▶ ТЕКСТ ДЛЯ ЧТЕНИЯ:
17.11.2003ИГРА В БИСЕР

      Я не знаю, почему эту игру окрестили названием моего любимого романа, но ее незатейливые правила показались мне знакомыми. Выбрав бродвейский перекресток побойчее, один из двух участников кивает на прохожего, давая понять, что это русский. Если второй согласится принять немое пари, у жертвы спрашивают, который час - на родном языке. Ответ выдает происхождение и определяет победителя.
      Будучи старожилом, я не могу «играть в бисер»: нечестно. Русского я могу узнать со спины, за рулем, в коляске. Мне не нужно всматриваться - достаточно локтя или колена.
      Раньше, конечно, было проще. Только наши носили ушанки, летом - сандалии с носками. Шли набычившись, тяжело нагруженные, улыбались через силу, ругались про себя. Как-то подошла ко мне в Нью-Йорке соотечественница с еще золотыми зубами, чтобы спросить: «Метро, вере из?». Я ответил по-русски. «Тэнк ю», - поблагодарила она, от радости решив, что английский - уже не проблема.
      Но это - когда было. Теперь таких - испуганных, в шубе, с олимпийским мишкой на сумке - уже не встретишь. А я все равно узнаю своих - в любой толпе, включая нудистов, в любом мундире - полицейского, стюардессы, музейного смотрителя. Однажды приметил панка - колючего, как морская мина. Друзья не поверили, но я был тверд. И что же - минуты не прошло, как его мама окликнула: «Боря, я же просила».
      Атеисты думают, что дело - в теле и в лице, конечно: низкий центр тяжести, славянская округлость черт. Ну а как насчет хасида, с которым, как потом выяснилось, я ходил в одну школу? Или ослепительной якутки, которую я опознал среди азиатских манекенщиц? Или казаха на дипломатическом рауте в далеко не русском посольстве? Коронным номером стала негритянка, в которой я, честно говоря, сомневался, пока она не обратилась к своему белому сынишке: «Сметану брать будем?».
      Сознаюсь: хвастовство мое отдает расизмом, как всякий приоритет универсального над личным. Никто не хочет входить в группу, членом которой не он себя назначил. Одно дело - слыть филателистом, другое - «лицом кавказской национальности». Меня оправдывает лишь то, что, интуитивно узнавая соотечественника, где бы он мне ни встретился, я нарушаю политическую корректность невольно. Примирившись с проделками шестого чувства родины, я тщетно пытаюсь понять его механизм. Из чего складывается та невразумительная «русскость», что, лихо преодолевая национальную рознь, делает всех нас детьми одной, уже развалившейся империи?

▶ ЗАДАНИЯ:
1. Приведите заново фрагмент эссе об игре в бисер, начав со слов «Будучи старожилом, я» и закончив словами «уже не проблема.». В этом фрагменте замените «Нью-Йорке» на «Бостоне».
2. Что, согласно эссе об игре в бисер, раньше носили только наши, в том числе летом?

▶ ИСХОДНЫЕ ДАННЫЕ:
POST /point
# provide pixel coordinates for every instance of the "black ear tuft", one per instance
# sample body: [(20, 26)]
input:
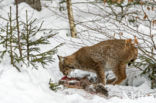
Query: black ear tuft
[(60, 58)]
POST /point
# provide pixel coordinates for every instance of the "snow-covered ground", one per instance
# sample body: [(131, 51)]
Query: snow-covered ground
[(31, 85)]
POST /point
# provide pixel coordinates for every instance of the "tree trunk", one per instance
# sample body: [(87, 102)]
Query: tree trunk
[(18, 31), (71, 19)]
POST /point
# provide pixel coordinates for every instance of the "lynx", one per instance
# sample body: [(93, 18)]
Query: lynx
[(107, 55)]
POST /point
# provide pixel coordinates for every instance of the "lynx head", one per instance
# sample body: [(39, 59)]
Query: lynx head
[(66, 64)]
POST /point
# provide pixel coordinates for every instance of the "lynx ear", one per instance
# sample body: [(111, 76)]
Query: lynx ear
[(60, 58), (135, 40)]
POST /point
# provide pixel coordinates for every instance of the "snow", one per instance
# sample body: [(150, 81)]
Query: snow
[(31, 85)]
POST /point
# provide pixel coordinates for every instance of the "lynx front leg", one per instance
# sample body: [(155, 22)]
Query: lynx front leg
[(120, 73), (100, 74)]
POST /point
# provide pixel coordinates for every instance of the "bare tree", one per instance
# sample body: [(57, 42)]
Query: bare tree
[(36, 4), (71, 19), (18, 31)]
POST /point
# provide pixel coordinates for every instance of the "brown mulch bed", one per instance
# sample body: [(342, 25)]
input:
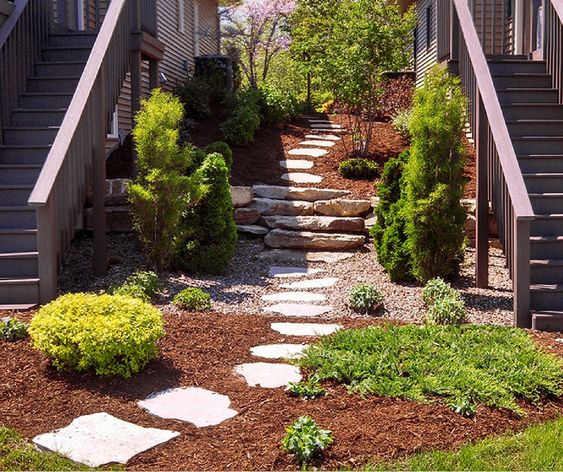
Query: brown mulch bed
[(201, 350)]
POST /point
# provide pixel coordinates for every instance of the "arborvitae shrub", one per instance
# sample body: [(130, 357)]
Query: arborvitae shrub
[(434, 178), (210, 234), (106, 334)]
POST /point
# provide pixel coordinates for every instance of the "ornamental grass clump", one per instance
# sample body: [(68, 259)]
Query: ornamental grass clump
[(105, 334)]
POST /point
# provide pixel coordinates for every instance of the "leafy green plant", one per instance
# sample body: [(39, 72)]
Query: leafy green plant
[(365, 298), (193, 299), (488, 365), (144, 285), (359, 169), (107, 334), (307, 390), (12, 329), (305, 439)]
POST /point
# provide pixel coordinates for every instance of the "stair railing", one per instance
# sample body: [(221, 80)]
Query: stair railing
[(553, 43), (22, 38), (500, 180), (77, 156)]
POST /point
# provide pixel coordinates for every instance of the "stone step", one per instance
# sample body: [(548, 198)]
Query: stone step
[(316, 223), (283, 239)]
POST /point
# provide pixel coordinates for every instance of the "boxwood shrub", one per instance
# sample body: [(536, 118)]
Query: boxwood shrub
[(106, 334)]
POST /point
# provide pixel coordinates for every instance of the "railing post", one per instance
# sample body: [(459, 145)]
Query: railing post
[(482, 198), (47, 249), (521, 273)]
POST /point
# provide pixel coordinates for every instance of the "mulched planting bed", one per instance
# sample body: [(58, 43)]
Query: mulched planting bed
[(201, 350)]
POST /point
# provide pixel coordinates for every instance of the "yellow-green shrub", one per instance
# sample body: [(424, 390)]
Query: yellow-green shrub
[(107, 334)]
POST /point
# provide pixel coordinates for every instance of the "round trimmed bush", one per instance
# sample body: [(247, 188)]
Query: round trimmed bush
[(107, 334)]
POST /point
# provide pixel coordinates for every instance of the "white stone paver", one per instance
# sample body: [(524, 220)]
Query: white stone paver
[(305, 329), (268, 375), (282, 272), (294, 297), (295, 309), (279, 351), (327, 137), (308, 284), (195, 405), (302, 178), (99, 439), (309, 152), (296, 164), (317, 143)]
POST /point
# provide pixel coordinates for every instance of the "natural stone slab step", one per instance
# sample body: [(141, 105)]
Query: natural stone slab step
[(309, 152), (294, 297), (253, 230), (284, 272), (268, 375), (327, 137), (342, 207), (316, 223), (296, 164), (296, 309), (269, 207), (310, 284), (298, 193), (283, 239), (317, 143), (100, 439), (305, 329), (289, 256), (302, 178), (279, 351), (194, 405)]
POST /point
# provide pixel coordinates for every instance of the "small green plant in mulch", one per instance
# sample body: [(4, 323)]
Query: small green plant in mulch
[(464, 365), (12, 329), (305, 439), (309, 389), (365, 298), (193, 299)]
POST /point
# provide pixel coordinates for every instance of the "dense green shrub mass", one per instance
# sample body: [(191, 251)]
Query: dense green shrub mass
[(107, 334), (359, 169), (475, 364), (389, 231), (210, 232), (193, 299)]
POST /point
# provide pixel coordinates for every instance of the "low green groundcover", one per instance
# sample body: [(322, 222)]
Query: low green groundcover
[(537, 448), (466, 365)]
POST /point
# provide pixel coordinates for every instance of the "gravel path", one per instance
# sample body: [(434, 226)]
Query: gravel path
[(240, 291)]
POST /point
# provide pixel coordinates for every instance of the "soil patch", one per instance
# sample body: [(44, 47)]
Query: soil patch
[(202, 350)]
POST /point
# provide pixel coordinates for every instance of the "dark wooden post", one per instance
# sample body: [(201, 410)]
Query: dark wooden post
[(482, 202), (99, 177)]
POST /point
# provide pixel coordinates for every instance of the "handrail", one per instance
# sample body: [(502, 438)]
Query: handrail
[(509, 163)]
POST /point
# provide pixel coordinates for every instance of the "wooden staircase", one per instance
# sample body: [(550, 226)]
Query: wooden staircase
[(27, 141)]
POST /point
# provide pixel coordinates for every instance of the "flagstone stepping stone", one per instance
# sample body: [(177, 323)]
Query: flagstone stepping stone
[(305, 329), (100, 439), (310, 152), (283, 272), (279, 351), (327, 137), (278, 192), (296, 309), (268, 375), (317, 143), (194, 405), (308, 284), (296, 164), (290, 256), (302, 178), (294, 297)]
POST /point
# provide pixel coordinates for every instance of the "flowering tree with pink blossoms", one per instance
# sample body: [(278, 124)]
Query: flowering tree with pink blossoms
[(257, 28)]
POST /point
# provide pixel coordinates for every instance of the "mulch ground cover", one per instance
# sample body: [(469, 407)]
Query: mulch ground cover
[(201, 350)]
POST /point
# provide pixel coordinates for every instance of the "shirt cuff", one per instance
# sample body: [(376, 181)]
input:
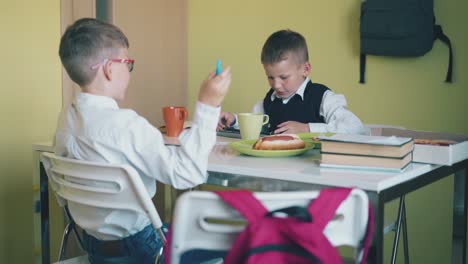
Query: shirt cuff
[(318, 127), (206, 116)]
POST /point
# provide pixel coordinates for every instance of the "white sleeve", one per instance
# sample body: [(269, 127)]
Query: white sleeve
[(338, 119), (182, 166)]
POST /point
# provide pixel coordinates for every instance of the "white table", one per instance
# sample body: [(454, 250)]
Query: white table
[(229, 168)]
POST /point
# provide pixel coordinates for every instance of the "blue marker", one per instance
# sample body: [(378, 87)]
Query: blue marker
[(219, 67)]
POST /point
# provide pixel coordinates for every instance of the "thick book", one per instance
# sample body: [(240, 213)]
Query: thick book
[(379, 146), (365, 162)]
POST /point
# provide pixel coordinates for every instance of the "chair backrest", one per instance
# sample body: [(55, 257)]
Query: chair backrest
[(203, 221), (92, 185)]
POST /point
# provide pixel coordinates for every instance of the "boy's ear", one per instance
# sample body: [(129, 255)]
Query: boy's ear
[(306, 69), (107, 69)]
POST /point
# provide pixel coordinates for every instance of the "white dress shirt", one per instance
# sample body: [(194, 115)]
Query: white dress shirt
[(334, 109), (94, 128)]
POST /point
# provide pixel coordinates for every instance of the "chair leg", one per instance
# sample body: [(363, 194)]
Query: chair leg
[(63, 246), (401, 224)]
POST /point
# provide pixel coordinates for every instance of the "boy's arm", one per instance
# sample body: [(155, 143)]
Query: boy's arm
[(338, 119)]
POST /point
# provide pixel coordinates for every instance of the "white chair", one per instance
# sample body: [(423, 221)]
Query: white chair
[(98, 185), (203, 221)]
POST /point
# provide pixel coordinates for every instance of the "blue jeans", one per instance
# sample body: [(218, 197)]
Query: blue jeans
[(141, 247)]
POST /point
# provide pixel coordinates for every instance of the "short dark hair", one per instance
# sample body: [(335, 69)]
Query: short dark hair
[(281, 44), (87, 42)]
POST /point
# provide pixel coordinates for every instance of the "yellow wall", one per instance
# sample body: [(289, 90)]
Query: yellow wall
[(408, 92), (30, 101)]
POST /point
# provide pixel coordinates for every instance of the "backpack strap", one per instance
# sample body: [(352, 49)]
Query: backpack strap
[(362, 68), (439, 34), (244, 202)]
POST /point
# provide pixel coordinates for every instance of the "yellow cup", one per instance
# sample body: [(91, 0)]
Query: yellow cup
[(251, 124)]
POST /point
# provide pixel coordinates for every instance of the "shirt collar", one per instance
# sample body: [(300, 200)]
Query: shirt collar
[(299, 91), (96, 101)]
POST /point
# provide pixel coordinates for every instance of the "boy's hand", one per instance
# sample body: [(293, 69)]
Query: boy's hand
[(225, 120), (292, 127), (215, 87)]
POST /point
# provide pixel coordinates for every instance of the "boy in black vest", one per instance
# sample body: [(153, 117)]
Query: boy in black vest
[(294, 103)]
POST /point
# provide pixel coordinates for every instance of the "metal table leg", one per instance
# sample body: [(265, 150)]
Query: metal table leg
[(459, 217), (44, 197)]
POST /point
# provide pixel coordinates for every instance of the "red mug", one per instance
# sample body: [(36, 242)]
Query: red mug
[(174, 117)]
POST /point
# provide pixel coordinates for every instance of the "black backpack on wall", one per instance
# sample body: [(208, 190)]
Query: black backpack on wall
[(404, 28)]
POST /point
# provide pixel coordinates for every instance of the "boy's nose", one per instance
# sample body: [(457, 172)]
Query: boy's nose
[(276, 85)]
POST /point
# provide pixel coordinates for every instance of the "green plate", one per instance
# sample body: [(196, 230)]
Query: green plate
[(245, 147)]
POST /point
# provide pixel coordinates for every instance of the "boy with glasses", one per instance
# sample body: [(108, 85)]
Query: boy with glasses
[(94, 128)]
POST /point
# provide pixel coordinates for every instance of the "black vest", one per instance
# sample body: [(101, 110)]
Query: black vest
[(304, 111)]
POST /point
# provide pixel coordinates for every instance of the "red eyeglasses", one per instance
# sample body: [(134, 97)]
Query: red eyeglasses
[(129, 63)]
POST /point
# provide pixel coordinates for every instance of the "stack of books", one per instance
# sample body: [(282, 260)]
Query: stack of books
[(366, 152)]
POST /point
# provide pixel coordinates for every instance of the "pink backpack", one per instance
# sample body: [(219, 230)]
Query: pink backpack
[(300, 239)]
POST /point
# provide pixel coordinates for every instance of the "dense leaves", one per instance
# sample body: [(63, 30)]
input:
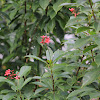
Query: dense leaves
[(64, 64)]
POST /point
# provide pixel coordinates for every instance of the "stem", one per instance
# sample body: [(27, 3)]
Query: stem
[(92, 10), (79, 67), (52, 82), (92, 55)]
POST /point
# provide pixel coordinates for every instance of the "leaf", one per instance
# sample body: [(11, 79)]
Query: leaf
[(81, 42), (97, 59), (31, 56), (90, 76), (77, 92), (81, 29), (64, 4), (39, 90), (24, 70), (44, 3)]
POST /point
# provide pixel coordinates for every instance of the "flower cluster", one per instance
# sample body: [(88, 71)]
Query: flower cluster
[(10, 73), (45, 39), (73, 11)]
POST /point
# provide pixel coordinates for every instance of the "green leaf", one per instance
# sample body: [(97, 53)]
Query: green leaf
[(51, 25), (49, 54), (90, 76), (81, 29), (94, 95), (97, 26), (44, 3), (24, 70), (39, 90), (56, 6), (81, 42), (36, 77), (51, 13), (31, 56), (5, 60), (89, 48), (9, 96), (5, 15), (97, 40), (40, 83), (77, 92), (64, 4), (27, 80), (35, 5), (97, 59), (2, 79)]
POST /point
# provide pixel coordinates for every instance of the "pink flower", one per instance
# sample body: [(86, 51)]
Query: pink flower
[(17, 77), (7, 72), (45, 39), (72, 9), (43, 36)]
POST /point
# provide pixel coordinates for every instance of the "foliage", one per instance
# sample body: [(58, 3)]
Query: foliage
[(47, 71)]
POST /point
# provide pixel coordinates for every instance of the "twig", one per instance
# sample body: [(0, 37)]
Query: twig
[(52, 82), (92, 10)]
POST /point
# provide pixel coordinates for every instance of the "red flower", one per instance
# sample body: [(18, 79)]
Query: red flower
[(45, 39), (72, 9), (17, 77)]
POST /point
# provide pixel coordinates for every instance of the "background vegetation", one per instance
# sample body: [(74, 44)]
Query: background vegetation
[(66, 68)]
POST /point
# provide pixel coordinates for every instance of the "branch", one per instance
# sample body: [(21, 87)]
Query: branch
[(92, 10)]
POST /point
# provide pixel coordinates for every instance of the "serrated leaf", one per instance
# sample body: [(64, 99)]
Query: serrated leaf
[(90, 76), (31, 56), (24, 70)]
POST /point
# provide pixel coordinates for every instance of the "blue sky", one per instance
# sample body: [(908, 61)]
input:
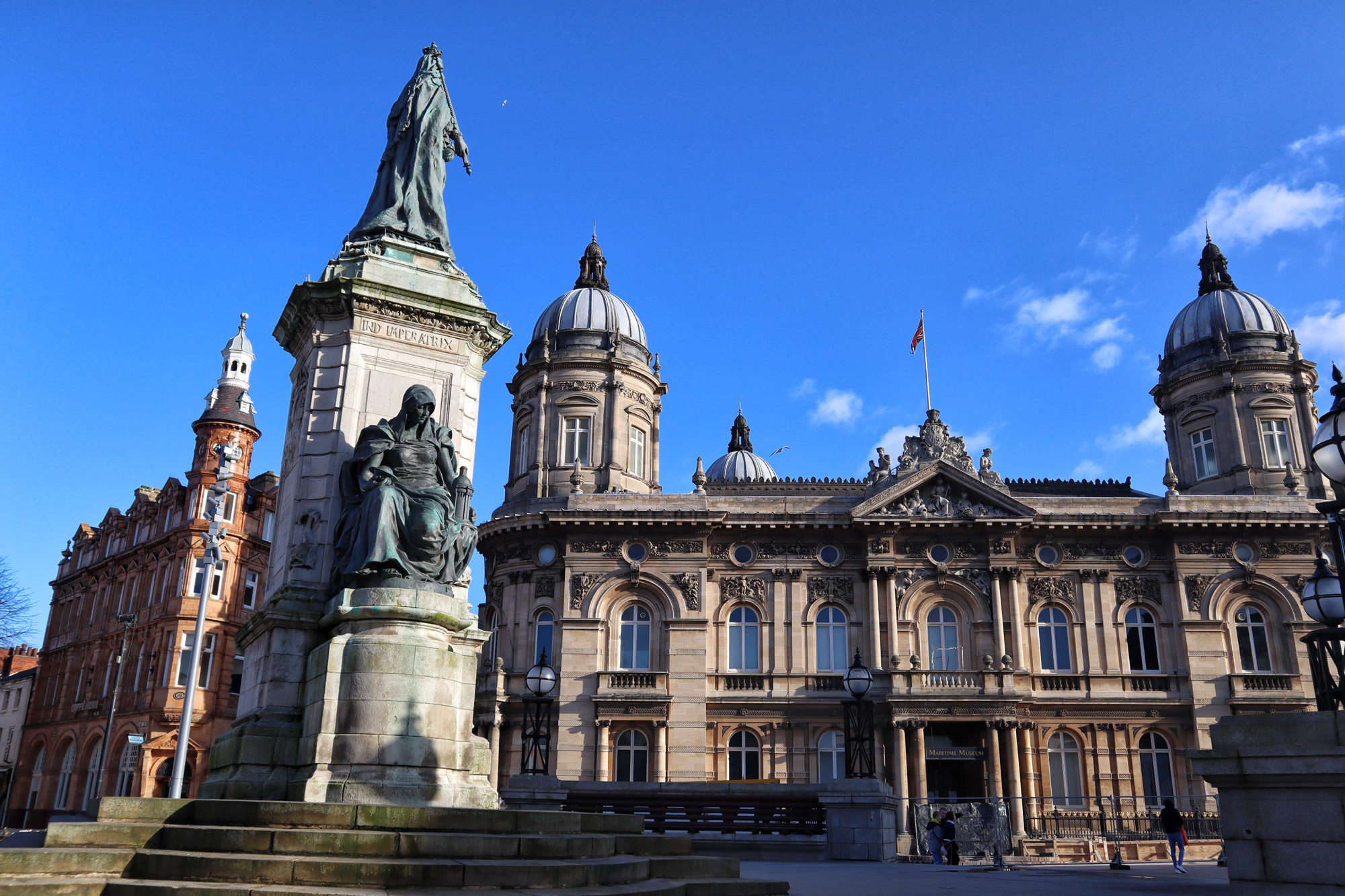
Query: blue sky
[(779, 190)]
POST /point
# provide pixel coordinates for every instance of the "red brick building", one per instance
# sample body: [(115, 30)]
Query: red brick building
[(147, 561)]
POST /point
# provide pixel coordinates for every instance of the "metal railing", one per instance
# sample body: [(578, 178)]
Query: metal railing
[(781, 813)]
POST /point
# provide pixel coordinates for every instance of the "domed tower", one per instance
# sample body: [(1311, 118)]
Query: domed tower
[(740, 464), (587, 396), (1237, 393), (228, 416)]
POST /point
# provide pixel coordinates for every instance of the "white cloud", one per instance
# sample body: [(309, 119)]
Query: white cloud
[(1323, 138), (1054, 313), (1147, 432), (1087, 470), (837, 407), (1324, 334), (1238, 214), (805, 388), (1105, 244), (1108, 356)]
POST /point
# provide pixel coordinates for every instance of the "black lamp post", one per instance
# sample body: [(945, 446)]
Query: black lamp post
[(859, 721), (1323, 599), (537, 719)]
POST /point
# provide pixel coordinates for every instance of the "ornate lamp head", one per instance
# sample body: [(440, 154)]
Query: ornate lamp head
[(541, 678), (859, 680), (1323, 599), (1330, 442)]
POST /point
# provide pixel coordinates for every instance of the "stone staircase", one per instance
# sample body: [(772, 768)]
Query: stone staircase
[(239, 848)]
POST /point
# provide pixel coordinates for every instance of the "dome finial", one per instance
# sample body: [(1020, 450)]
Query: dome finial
[(592, 267), (1214, 268)]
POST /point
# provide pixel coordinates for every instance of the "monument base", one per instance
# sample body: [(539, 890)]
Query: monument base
[(1281, 780), (388, 704)]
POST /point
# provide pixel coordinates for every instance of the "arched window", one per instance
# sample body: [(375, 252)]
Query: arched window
[(744, 756), (1054, 635), (744, 639), (1252, 639), (1156, 767), (636, 637), (832, 639), (493, 641), (127, 770), (633, 755), (545, 627), (944, 639), (40, 766), (93, 779), (832, 756), (68, 768), (163, 779), (1066, 782), (1143, 639)]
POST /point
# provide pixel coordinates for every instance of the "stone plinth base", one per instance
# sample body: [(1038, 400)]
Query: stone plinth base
[(1281, 780), (388, 704)]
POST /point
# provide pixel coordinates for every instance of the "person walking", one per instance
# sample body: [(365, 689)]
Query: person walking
[(1175, 827), (950, 836), (934, 838)]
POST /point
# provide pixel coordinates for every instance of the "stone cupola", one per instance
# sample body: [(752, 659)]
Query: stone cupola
[(587, 391), (1237, 393)]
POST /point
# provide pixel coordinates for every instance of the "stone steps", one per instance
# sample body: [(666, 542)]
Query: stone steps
[(239, 848)]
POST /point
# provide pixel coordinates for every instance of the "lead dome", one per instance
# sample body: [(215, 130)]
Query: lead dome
[(1223, 314)]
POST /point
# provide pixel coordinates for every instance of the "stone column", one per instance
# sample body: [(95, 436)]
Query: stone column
[(1016, 782), (922, 788), (496, 752), (892, 620), (999, 615), (603, 762), (899, 779), (661, 751), (993, 755), (875, 623)]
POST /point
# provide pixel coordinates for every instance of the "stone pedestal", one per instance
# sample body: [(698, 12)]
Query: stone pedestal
[(388, 704), (388, 314), (861, 819), (1281, 780)]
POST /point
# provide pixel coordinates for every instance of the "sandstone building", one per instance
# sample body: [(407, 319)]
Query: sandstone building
[(1050, 641), (146, 561)]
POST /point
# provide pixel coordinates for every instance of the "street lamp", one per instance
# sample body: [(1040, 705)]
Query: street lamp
[(537, 717), (1323, 599), (859, 721)]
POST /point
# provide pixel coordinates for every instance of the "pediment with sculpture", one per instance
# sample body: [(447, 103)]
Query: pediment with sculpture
[(944, 491)]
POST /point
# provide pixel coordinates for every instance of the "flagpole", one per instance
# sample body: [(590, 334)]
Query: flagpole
[(925, 343)]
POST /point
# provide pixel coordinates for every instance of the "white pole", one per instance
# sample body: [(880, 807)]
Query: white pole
[(925, 345), (216, 512)]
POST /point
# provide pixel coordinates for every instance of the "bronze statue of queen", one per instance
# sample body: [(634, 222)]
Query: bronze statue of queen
[(403, 516)]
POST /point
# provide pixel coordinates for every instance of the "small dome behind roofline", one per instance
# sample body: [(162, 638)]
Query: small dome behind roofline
[(1223, 319)]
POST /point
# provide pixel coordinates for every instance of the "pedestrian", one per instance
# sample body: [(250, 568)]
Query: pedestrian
[(1176, 829), (934, 837), (950, 836)]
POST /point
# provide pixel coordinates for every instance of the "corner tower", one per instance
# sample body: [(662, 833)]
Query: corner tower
[(587, 396), (1237, 393)]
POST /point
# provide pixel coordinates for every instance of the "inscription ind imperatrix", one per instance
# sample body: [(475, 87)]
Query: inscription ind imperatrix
[(407, 334)]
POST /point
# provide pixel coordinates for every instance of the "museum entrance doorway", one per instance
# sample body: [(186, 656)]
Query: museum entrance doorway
[(956, 762)]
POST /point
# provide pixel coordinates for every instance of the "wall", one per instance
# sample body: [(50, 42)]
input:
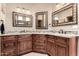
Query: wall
[(32, 7)]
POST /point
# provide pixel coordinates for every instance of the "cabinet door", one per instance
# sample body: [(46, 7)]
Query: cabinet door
[(51, 48), (61, 50), (24, 45), (9, 44), (39, 43)]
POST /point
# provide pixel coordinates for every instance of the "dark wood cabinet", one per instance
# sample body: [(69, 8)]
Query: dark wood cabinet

▶ ОТВЕТЫ К ЗАДАНИЯМ:
1.
Будучи старожилом, я не могу «играть в бисер»: нечестно. Русского я могу узнать со спины, за рулем, в коляске. Мне не нужно всматриваться - достаточно локтя или колена.
      Раньше, конечно, было проще. Только наши носили ушанки, летом - сандалии с носками. Шли набычившись, тяжело нагруженные, улыбались через силу, ругались про себя. Как-то подошла ко мне в Бостоне соотечественница с еще золотыми зубами, чтобы спросить: «Метро, вере из?». Я ответил по-русски. «Тэнк ю», - поблагодарила она, от радости решив, что английский - уже не проблема.

2. Ушанки, а летом — сандалии с носками.